======== SELECTED EXCERPT

Kathleen Beaumont

Kathleen Beaumont

Forum Replies Created

Viewing 13 posts - 16 through 28 (of 28 total)
  • Author
    Posts
  • in reply to: Need to build an interface for XML to SQL Datadata #7458

    Hi Jeff,

    I’m glad you were able to use the CDC’s XMLPlus.dll to parse a sample data file.

    Regarding the second bullet in your “Next Queued tasks” list: An easy way to create a NAACCR XML data file uses the GUI app in the CDC download, XMLExchange Plus. Open the Convert form to select a flat-format data file and an EDITS50-compatible NAACCR metafile (or, if your registry has a custom metafile, use that). Press F1 to bring up the Help pages for this process, and generate the data file(s) you need for your continuing development.

    The point I’m trying to make is that you can use a flat data file of Record Type ‘160’ and generate a NAACCR XML data file that meets today’s requirements. Be sure to read the help for drop-down control “Record Type”, which allows you to specify the Record Type of the resulting data file.

    Kathleen

    in reply to: Need to build an interface for XML to SQL Datadata #7287

    Jeff,

    Going back to basics: You are presently bulk-importing from flat-format files, and said you hoped to minimize re-coding existing systems, so let’s loop back to that concept.

    Keep in mind that a big motivation for using XML is to allow transmitting complete text data (e.g., physician’s notes, etc.) instead of truncating it to a couple of thousand characters, so you don’t want to use the current NAACCR undelimited format. (These data items are identifiable in the NAACCR XML dictionary with allowUnlimitedText=”true”.) Also note that the plan is to eliminate the “starting position” attribute of NAACCR data items in the not-distant future, so positioning in a flat file will be something you’ll have to maintain with your own “record layout”. Boy, this is getting ugly really fast, isn’t it?

    When importing from flat ASCII, do delimit the fields so that you can know where the text fields begin and end. But I recommend not delimiting with the pipe character (‘|’). In fact, don’t use any keyboard character because somebody is bound to embed it in a text field. I like the guillemet for this purpose (‘»’, typed from the keyboard with Alt+0187) because it is really unlikely to be typed during data entry. And you’ll need to flatten the CRLFs in text data; I think SQL Server understands “~” to be a linefeed, but you’d have to look into what Oracle uses.

    You’ll have to write the converter yourself; the freebie IMS and NPCR tools perform conversions between XML and the traditional undelimited NAACCR flat record.

    BTW, when you import data now are you loading into temporary tables, or are you loading straight into your production tables? And how long does it take you to load 100 thousand data files of Incident records each day? Again, I’m asking simply because I am finding this whole topic really interesting… so if you get bored with amusing me, feel free to ignore me!

    Kathleen

    in reply to: Need to build an interface for XML to SQL Datadata #7285

    Hi Jeff,

    And no butting out your in too deep now …

    You may change your mind after this… 😉

    I admit that I prefer to a fault to write my own utilities, especially when existing tools annoy me. So if I were doing this, I would

    • read in a Patient record from the XML data file
    • iterate through a list of all possible Patient-level data items *
    • dynamically build an INSERT statement for just the items provided in the XML record
    • and execute it

    * You know what items matter to you, so if the XML contains additional/unexpected data items (i.e., ItemDefs) you are not interested in them anyway.

================

## WHAT YOU SHOULD DO
Rewrite the part of the XML-to-SQL forum replies starting with "You’ll have to write" and going on through "to ignore me!", changing "temporary tables" to "staging tables".

======== INPUT DATA

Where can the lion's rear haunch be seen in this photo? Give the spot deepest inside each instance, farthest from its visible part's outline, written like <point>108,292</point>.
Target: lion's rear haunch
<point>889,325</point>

================

## PROBLEM SOLUTION
You’ll have to write the converter yourself; the freebie IMS and NPCR tools perform conversions between XML and the traditional undelimited NAACCR flat record.

    BTW, when you import data now are you loading into staging tables, or are you loading straight into your production tables? And how long does it take you to load 100 thousand data files of Incident records each day? Again, I’m asking simply because I am finding this whole topic really interesting… so if you get bored with amusing me, feel free to ignore me!